# ACTIVITY
Copy the stretch of the Rock Werchter 2017 review from "Production has become" through "in any circumstance." word for word.

# PAGE EXCERPT
*** Begin section ***
As the first day of Rock Werchter 2017 begins and a pulverising noise beams out from the festival’s cavernous main stage, you wouldn’t know it’s Savages’ first show in seven months. Heading out to a number of mainland European festivals for the second leg of their ‘Adore Life’ tour, the band are as tight as ever, even if Jehnny Beth has to work her very hardest to get the crowd on side. Wrestling in the front rows and starting competitions between each side of the crowd, she’s growing more into her role as a front woman with every next show, and has the ability to grab even the frostiest of afternoon crowds by the scruff of the neck.
The star-studded, ridiculous supergroup Prophets of Rage, meanwhile, need to do absolutely no grafting. It’s undeniably strange to hear ‘Bombtrack’, ‘Sleep Now In The Fire’ et al without the incendiary pipes of Zach De La Rocha, and though you couldn’t call their 75 minute set (seventy five minutes!) boring, it falls short, becoming significantly less than the sum of its parts, with lashings of extremely OTT musicianship to boot.
The festival’s two tents - Klub C and The Barn - are cavernous, feeling like pop-up arenas with bleachers lining the sides and quite stunning sound systems. It benefits Beth Ditto, who enraptures even those on the fringes of a Klub C tent bulging at the sides for her late afternoon set. Getting sidetracked by engaging in full-on conversations with the front rows between songs and never being short of hilarious, highlights from ‘Fake Sugar’ sound huge, with the anthemic ‘We Could Run’ already on the way to being a certified smash.
Over in The Barn, Lorde has stripped things back. After her huge, immaculately produced Glastonbury set the week before, which saw the ‘Melodrama’ singer spending half the set in a huge suspended glass box, tonight’s set pushes her band and her vocals to the fore. The results are maybe even more impressive.
Production has become a huge part of Lorde’s live set since her return at Coachella, but tonight shows that when things are taken back to their core elements, she’s still the best pop star we have at the moment. Becoming visibly overcome by the crowd’s reaction during ‘Liability’, highlights from ‘Melodrama’ feel genuinely massive. ‘Supercut’ simply has to be the record’s next single - an intense, vital documentation of a relationship’s flaws and rose-tinted memories of loved ones, it’s the set’s highlight. A closing pair of ‘Team’ and ‘Green Light’ have the packed tent dancing like their lives depend on it, and when the urgency of Lorde’s new album is reflected in the crowd, there’s a unity formed that feels unshakeable. Few pop stars in Lorde’s mould would have the guts to strip things back so fully, but when the songs are this good, they’ll shine in any circumstance.
*** End section ***
# GIVEN ENTRIES
*** Begin section ***
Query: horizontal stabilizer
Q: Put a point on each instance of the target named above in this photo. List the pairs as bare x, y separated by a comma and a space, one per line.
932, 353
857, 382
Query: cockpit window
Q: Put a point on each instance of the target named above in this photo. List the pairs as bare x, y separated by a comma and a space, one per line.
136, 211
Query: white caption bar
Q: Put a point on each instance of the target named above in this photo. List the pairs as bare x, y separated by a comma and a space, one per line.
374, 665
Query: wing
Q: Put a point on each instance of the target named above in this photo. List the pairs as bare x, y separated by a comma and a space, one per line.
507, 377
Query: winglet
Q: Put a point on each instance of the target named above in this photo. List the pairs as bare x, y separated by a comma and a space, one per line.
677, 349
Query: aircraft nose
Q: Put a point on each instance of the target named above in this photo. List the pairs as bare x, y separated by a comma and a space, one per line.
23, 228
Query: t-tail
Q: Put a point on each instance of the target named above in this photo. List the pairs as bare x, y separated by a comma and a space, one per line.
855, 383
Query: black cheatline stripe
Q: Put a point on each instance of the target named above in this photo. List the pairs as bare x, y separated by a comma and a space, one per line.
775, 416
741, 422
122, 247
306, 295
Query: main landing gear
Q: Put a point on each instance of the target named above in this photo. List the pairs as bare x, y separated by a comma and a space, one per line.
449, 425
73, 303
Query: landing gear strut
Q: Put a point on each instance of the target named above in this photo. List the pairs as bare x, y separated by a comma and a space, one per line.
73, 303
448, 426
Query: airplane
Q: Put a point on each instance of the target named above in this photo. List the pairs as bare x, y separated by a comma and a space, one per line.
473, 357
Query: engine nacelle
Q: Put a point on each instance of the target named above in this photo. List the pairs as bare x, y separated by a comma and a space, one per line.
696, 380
*** End section ***
# YOUR SOLUTION
Production has become a huge part of Lorde’s live set since her return at Coachella, but tonight shows that when things are taken back to their core elements, she’s still the best pop star we have at the moment. Becoming visibly overcome by the crowd’s reaction during ‘Liability’, highlights from ‘Melodrama’ feel genuinely massive. ‘Supercut’ simply has to be the record’s next single - an intense, vital documentation of a relationship’s flaws and rose-tinted memories of loved ones, it’s the set’s highlight. A closing pair of ‘Team’ and ‘Green Light’ have the packed tent dancing like their lives depend on it, and when the urgency of Lorde’s new album is reflected in the crowd, there’s a unity formed that feels unshakeable. Few pop stars in Lorde’s mould would have the guts to strip things back so fully, but when the songs are this good, they’ll shine in any circumstance.